Source excerpt:
■ ■ ■ ■
LVQ and Machine Learning for Algorithmic Traders – Part 3

In the last two posts, LVQ and Machine Learning for Algorithmic Traders – Part 1, and LVQ and Machine Learning for Algorithmic Traders – Part 2, we demonstrated how to use:

  1. Linear Vector Quantization
  2. Correlation testing determine the relevance/importance of and correlation between strategy parameters respectively.

Yet another technique we can use to estimate the best features to include in our trading strategies or models, is called Recursive Feature Elimination, an automatic feature selection approach.

What is Automatic Feature Selection?

It enables algorithmic traders to construct multiple quantitative models using different segments of a given dataset, allowing them to identify which combination of features or strategy parameters results in the most accurate model.

Recursive Feature Elimination

Recursive Feature Elimination

One such method of automatic feature selection is Recursive Feature Elimination (RFE).

To evaluate the best feature-space for an accurate model, the technique iteratively applies a Random Forest algorithm to all possible combinations of the input feature data (strategy parameters).

The end-outcome is a list of features that produce the most accurate model.

Using RFE, algorithmic traders can refine and speed up trading strategy optimization significantly (subject to this list being smaller than the total number of input parameters of course).

R (Statistical Computing Environment)

R (Statistical Computing)

We’ll make use of the caret (Classification and Regression Training) package in R once again.
■ ■ ■ ■
Entries:
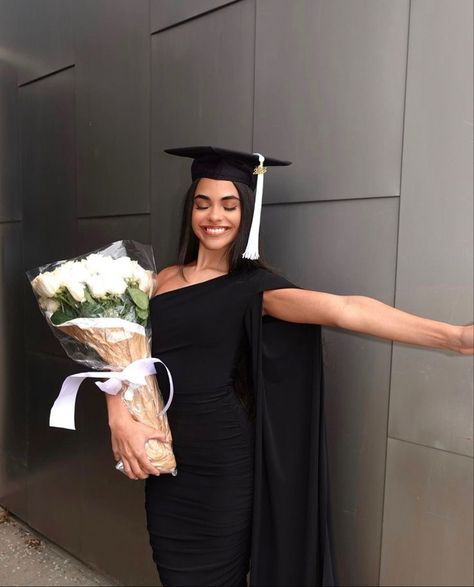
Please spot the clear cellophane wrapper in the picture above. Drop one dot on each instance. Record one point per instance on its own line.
(112, 343)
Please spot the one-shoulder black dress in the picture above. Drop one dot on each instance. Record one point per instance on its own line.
(247, 426)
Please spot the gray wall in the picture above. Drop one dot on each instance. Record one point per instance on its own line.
(372, 100)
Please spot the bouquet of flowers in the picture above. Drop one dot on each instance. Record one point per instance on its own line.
(98, 307)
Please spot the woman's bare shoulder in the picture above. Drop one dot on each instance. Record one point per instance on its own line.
(160, 278)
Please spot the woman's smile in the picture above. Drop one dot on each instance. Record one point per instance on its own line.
(215, 230)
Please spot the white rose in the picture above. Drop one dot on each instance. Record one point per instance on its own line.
(76, 289)
(116, 285)
(48, 305)
(72, 271)
(98, 286)
(96, 264)
(46, 284)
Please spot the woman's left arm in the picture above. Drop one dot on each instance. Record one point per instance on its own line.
(367, 315)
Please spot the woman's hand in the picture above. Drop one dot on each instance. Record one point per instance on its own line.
(129, 438)
(128, 444)
(368, 316)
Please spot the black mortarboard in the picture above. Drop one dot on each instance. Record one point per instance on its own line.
(218, 163)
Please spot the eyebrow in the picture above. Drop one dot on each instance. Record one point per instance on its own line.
(232, 197)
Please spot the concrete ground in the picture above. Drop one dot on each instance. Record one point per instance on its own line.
(29, 559)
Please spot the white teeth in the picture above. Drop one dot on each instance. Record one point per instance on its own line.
(215, 230)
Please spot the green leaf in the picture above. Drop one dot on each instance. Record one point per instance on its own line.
(61, 316)
(88, 295)
(143, 314)
(140, 299)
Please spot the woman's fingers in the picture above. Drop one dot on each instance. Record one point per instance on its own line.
(128, 470)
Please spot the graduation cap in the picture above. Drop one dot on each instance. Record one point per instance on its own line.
(248, 168)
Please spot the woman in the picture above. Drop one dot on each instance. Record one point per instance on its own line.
(247, 485)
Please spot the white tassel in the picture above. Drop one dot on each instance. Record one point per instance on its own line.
(251, 251)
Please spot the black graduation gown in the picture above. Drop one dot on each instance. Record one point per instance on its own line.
(291, 530)
(220, 511)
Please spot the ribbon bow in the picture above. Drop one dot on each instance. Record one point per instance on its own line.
(62, 412)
■ ■ ■ ■
Direction: Summarize the article on Recursive Feature Elimination in two sentences. The records were taken from a separate source.

Solved exercise: Recursive Feature Elimination is an automatic feature selection approach that algorithmic traders can use to estimate the best features or strategy parameters to include in their trading strategies or models. It iteratively applies a Random Forest algorithm to all possible combinations of the input feature data and yields a list of the features that produce the most accurate model, which can refine and speed up trading strategy optimization significantly.